TASKS TO PERFORM.
[1] According to the article on Michael Burry's bets against the S&P 500 and Nasdaq-100, what was the combined notional value of his two put positions on June 30?
[2] Carry on the article about Michael Burry's bets against the S&P 500 and Nasdaq-100 from its final sentence.

DOCUMENT TEXT.

------------------------------------------------------------------------

‘Big Short’ investor Michael Burry’s new bets against the S&P 500 and Nasdaq-100 are no surprise. Here’s why.

Michael Burry

Michael Burry.Jim Spellman/Getty Images

  • Michael Burry bet against two ETFs that track the S&P 500 and Nasdaq-100 last quarter.

  • The “Big Short” investor held bearish put options on the SPDR S&P 500 and Invesco QQQ in June.

  • Burry has sounded the alarm on the stock market and flagged the risks of index funds.

Michael Burry disclosed sizable bets against the S&P 500 and Nasdaq-100 in his latest portfolio update. The wagers won’t surprise his close followers.

Burry’s Scion Asset Management held bearish put options on 200,000 shares of the SPDR S&P 500 ETF Trust — an exchange-traded fund that tracks the benchmark US stock index — at the end of June, a Securities and Exchange Commission filing showed on Monday.

The investor of “The Big Short” fame also disclosed puts on 200,000 shares of the Invesco QQQ Trust, which tracks the tech-heavy Nasdaq-100. The combined notional value of the two positions was a hefty $1.6 billion on June 30, but Burry’s options will have cost him a fraction of that amount.

The two holdings could be hedges, intended to soften the blow to Scion’s portfolio if the stock market slumps and its long positions tumble in value. But they could also signal that Burry is pessimistic about the two index funds, which are dominated by aggressively valued stocks like Tesla and Nvidia.

The Scion chief has been ringing the alarm on stocks and other risky assets for a while. For example, he diagnosed the “greatest speculative bubble of all time in all things” and predicted the “mother of all crashes” in the summer of 2021.

------------------------------------------------------------------------

DATA TO EXAMINE.
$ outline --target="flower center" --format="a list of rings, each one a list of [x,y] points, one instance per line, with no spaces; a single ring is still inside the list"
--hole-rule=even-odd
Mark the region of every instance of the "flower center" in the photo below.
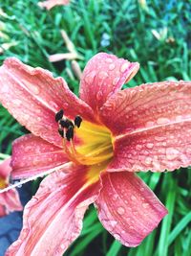
[[[64,151],[76,164],[96,165],[111,161],[113,144],[110,130],[76,116],[74,121],[63,116],[63,110],[55,115],[58,132],[63,138]]]

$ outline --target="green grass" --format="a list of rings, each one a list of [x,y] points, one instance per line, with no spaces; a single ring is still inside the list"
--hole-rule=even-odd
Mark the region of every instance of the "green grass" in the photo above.
[[[139,1],[141,2],[141,1]],[[35,0],[4,0],[0,8],[0,31],[7,38],[2,43],[16,43],[0,55],[0,62],[15,56],[32,66],[41,66],[62,76],[77,94],[78,81],[69,76],[71,61],[50,63],[48,56],[67,52],[60,30],[64,29],[77,52],[84,58],[83,69],[96,53],[114,53],[138,61],[140,70],[124,87],[164,80],[191,80],[190,1],[147,1],[142,6],[130,0],[79,0],[51,12],[41,10]],[[142,1],[143,2],[143,1]],[[159,33],[159,38],[154,36]],[[103,35],[107,34],[108,46]],[[0,106],[0,152],[10,154],[11,142],[26,130]],[[4,156],[0,154],[0,157]],[[93,207],[86,214],[80,238],[66,255],[106,256],[189,256],[190,169],[174,173],[140,174],[166,205],[169,215],[137,248],[127,248],[115,241],[98,222]]]

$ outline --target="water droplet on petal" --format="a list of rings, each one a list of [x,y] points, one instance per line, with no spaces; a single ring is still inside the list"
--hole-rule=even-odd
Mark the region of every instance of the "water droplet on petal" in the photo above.
[[[97,94],[96,94],[96,100],[97,101],[100,101],[102,98],[103,98],[102,92],[101,91],[98,91]]]
[[[132,200],[136,200],[137,198],[136,198],[134,195],[132,195],[132,196],[131,196],[131,199],[132,199]]]
[[[21,102],[21,100],[19,100],[19,99],[15,99],[15,100],[12,101],[12,103],[13,103],[13,105],[20,105],[22,102]]]
[[[65,245],[64,244],[62,244],[60,245],[60,247],[61,247],[61,249],[63,249],[63,250],[66,249],[66,245]]]
[[[168,160],[173,160],[177,158],[179,154],[180,154],[180,151],[176,149],[173,149],[173,148],[166,149],[166,158]]]
[[[114,237],[115,237],[117,240],[120,240],[120,235],[119,235],[119,234],[114,234]]]
[[[69,107],[69,104],[64,103],[64,104],[63,104],[63,108],[64,108],[64,109],[67,109],[68,107]]]
[[[147,149],[152,149],[152,148],[153,148],[153,146],[154,146],[154,144],[153,144],[153,143],[147,143],[147,145],[146,145]]]
[[[1,85],[1,92],[3,93],[8,93],[9,92],[9,86],[8,84],[5,82],[3,85]]]
[[[123,207],[118,207],[117,211],[119,215],[123,215],[125,213],[125,209]]]
[[[111,58],[107,58],[105,59],[105,61],[108,62],[108,63],[112,63],[112,62],[113,62],[113,59],[112,59]]]
[[[153,161],[153,159],[148,156],[148,157],[145,158],[145,161],[144,162],[145,162],[145,164],[149,165],[149,164],[152,163],[152,161]]]
[[[107,77],[108,77],[108,73],[105,72],[105,71],[100,71],[100,72],[98,73],[98,78],[99,78],[99,79],[104,80],[104,79],[106,79]]]
[[[116,67],[116,65],[114,63],[110,64],[109,65],[109,70],[114,70]]]
[[[88,84],[91,84],[95,79],[95,75],[96,75],[96,71],[92,71],[90,72],[89,74],[87,74],[85,76],[85,81],[88,83]]]
[[[125,72],[125,70],[129,67],[129,63],[125,62],[122,64],[122,66],[120,67],[120,71],[123,73]]]
[[[143,203],[142,203],[142,207],[143,207],[143,208],[147,208],[148,206],[149,206],[149,203],[148,203],[148,202],[143,202]]]
[[[117,85],[119,80],[120,80],[120,79],[117,78],[117,77],[115,78],[114,81],[113,81],[113,85]]]
[[[163,124],[166,124],[169,122],[170,122],[170,120],[166,117],[160,117],[157,120],[158,125],[163,125]]]
[[[117,224],[117,221],[110,221],[110,224],[112,227],[115,227]]]
[[[142,149],[142,146],[141,145],[136,145],[136,150],[139,151]]]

------------------------------------------------------------------------

RESPONSES BY TASK.
[1] $1.6 billion

[2]
He suggested last spring that the S&P 500 might only bottom about 1,900 points — a 57% drop from its current level — if it followed the pattern of past crashes. He indicated last summer that the Nasdaq Composite could nosedive to 6,000 points, or about 56% from here, as valuation multiples shrank and corporate profits declined.

Burry has also called out the passive-investing boom in recent years. He labeled it a “bubble” in 2019, and said in 2021 that the flood of millennial money into index funds and ETFs was driving stocks to dangerous highs.

In October, he said the trend was laying the groundwork for a greater disaster than the dot-com crash, and enormous losses for investors.

“Difference between now and 2000 is the passive investing bubble that inflated steadily over the last decade,” he tweeted. “All theaters are overcrowded and the only way anyone can get out is by trampling each other. And still the door is only so big.”

It’s worth noting that Burry said he was “wrong to say sell” this spring, and has bought a range of stocks in recent quarters. But the S&P 500 and Nasdaq-100 have surged by about 16% and 38% respectively this year, and aren’t far off their all-time highs.

Given Burry’s past doubts about stocks and dire warnings of epic crashes, it’s quite possible he’s bearish on the indexes and betting they’ll collapse.